**Document passage:**
** start **

Studio album by Dinah Washington
- Released: 1961 (LP record, vinyl) 1991 (Compilation album)
- Recorded: August 1959, January 15, 1961
- Genre: Pop standards
- Length: 46:21 (Compilation album)
- Label: Mercury

= Unforgettable (Dinah Washington album) =

LP record by blues, R&B and jazz singer Dinah Washington

Unforgettable is the twelfth studio album LP record by blues, R&B and jazz singer Dinah Washington, released on the Mercury Records label, and reissued as a compilation album in 1991. The record shows the singer mostly in a pop star role instead of her traditional jazz & blues style. Allmusic reviews the compilation album as saying: "This CD (which has the original LP program of 12 songs joined by six others) finds Washington singing brief (mostly under three-minute) versions of standards in hopes of gaining another hit.".
The single "Unforgettable", released in 1959, peaked at No. 10 on the Billboard 200 chart in 1961, and Dinah's recording of the song was inducted into the Grammy Hall of Fame in 2001.

** end **

**Exercise set:**
A - According to the passage on the album Unforgettable, in what year was Dinah Washington's recording of the song inducted into the Grammy Hall of Fame?
B - Transcribe the part of the passage on the album Unforgettable starting with "Unforgettable is the" and going on through "Fame in 2001.".

**Available data:**
** start **

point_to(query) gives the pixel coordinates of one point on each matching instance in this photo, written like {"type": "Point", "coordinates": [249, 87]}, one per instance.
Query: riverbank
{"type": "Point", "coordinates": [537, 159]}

** end **

**Answers for the tasks:**
A - 2001

B -
Unforgettable is the twelfth studio album LP record by blues, R&B and jazz singer Dinah Washington, released on the Mercury Records label, and reissued as a compilation album in 1991. The record shows the singer mostly in a pop star role instead of her traditional jazz & blues style. Allmusic reviews the compilation album as saying: "This CD (which has the original LP program of 12 songs joined by six others) finds Washington singing brief (mostly under three-minute) versions of standards in hopes of gaining another hit.".
The single "Unforgettable", released in 1959, peaked at No. 10 on the Billboard 200 chart in 1961, and Dinah's recording of the song was inducted into the Grammy Hall of Fame in 2001.